* **What needs to be done**:
Can you rewrite the lines from the one containing "task: segment every instance of the man" up to and including the one containing "646 178 L 636" as a numbered list, leaving out any blank lines?

* **Records for the task**:

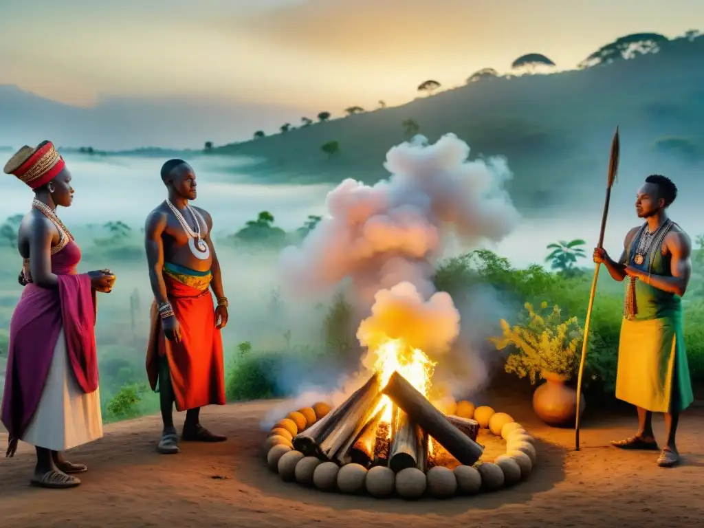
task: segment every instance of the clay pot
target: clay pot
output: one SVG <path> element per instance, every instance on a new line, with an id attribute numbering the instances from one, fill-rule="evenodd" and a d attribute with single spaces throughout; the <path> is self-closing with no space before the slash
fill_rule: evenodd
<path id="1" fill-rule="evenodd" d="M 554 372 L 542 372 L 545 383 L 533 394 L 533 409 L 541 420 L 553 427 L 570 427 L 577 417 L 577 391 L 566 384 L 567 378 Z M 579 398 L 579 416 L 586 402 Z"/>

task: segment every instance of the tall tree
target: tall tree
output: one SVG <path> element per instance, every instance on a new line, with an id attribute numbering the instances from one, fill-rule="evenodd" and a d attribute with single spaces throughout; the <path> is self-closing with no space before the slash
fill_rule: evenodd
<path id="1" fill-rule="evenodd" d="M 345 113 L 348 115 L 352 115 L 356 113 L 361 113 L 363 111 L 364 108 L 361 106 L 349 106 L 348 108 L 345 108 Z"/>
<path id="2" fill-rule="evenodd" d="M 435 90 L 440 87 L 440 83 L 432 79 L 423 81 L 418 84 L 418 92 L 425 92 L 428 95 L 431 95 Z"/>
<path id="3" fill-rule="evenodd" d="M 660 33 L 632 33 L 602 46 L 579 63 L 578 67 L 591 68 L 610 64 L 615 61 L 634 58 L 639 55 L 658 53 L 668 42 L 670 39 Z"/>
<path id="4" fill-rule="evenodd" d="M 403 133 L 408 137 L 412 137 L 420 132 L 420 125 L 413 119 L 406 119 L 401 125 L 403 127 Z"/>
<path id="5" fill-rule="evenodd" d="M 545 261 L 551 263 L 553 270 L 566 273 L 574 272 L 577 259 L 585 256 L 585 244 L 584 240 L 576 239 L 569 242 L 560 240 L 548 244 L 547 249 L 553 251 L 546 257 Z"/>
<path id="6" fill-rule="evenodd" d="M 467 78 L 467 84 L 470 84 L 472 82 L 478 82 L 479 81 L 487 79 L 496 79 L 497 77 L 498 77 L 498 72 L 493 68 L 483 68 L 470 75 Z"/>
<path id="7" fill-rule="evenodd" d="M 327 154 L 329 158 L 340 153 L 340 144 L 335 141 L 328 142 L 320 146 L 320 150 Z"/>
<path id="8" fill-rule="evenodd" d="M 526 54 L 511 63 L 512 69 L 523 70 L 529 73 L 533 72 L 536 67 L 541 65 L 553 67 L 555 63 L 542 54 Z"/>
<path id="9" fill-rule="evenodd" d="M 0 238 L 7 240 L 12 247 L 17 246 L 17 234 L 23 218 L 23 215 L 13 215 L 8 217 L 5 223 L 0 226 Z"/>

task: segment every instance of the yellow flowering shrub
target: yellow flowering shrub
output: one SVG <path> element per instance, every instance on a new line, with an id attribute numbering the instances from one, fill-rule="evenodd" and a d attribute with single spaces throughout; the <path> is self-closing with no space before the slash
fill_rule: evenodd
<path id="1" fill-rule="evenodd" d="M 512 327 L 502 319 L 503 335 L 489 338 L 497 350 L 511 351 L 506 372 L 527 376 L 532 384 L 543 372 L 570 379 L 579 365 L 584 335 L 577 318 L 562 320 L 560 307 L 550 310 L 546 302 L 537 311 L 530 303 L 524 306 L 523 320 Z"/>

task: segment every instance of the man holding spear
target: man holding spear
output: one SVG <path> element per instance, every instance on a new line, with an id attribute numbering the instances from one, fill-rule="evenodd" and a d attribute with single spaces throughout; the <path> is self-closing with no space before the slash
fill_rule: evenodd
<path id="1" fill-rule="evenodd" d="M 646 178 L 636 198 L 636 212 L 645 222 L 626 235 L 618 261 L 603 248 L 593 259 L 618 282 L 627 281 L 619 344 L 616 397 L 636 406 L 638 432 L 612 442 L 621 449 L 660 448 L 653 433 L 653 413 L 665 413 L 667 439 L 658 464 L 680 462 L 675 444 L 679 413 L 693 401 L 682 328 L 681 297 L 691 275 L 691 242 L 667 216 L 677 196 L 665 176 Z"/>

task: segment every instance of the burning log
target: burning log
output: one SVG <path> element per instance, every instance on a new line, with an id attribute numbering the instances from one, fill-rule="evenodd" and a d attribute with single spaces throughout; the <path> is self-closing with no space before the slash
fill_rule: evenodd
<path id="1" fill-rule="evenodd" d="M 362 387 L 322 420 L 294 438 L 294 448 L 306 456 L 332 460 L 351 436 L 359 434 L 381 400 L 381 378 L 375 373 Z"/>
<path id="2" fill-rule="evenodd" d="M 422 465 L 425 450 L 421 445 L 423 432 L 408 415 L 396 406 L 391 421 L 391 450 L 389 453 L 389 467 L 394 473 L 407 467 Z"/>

* **The result**:
1. task: segment every instance of the man holding spear
2. target: man holding spear
3. output: one SVG <path> element per instance, every instance on a new line, with an id attribute numbering the instances from one, fill-rule="evenodd" and a d attribute with single spaces throughout; the <path> is self-closing with no space before the slash
4. fill_rule: evenodd
5. <path id="1" fill-rule="evenodd" d="M 646 178 L 636 198 L 636 212 L 645 222 L 626 235 L 618 261 L 603 248 L 593 259 L 618 282 L 627 281 L 619 344 L 616 397 L 636 406 L 638 432 L 612 442 L 621 449 L 660 448 L 653 433 L 653 413 L 665 413 L 667 439 L 658 464 L 680 462 L 675 444 L 679 413 L 693 401 L 682 328 L 681 297 L 691 275 L 691 242 L 667 216 L 677 196 L 665 176 Z"/>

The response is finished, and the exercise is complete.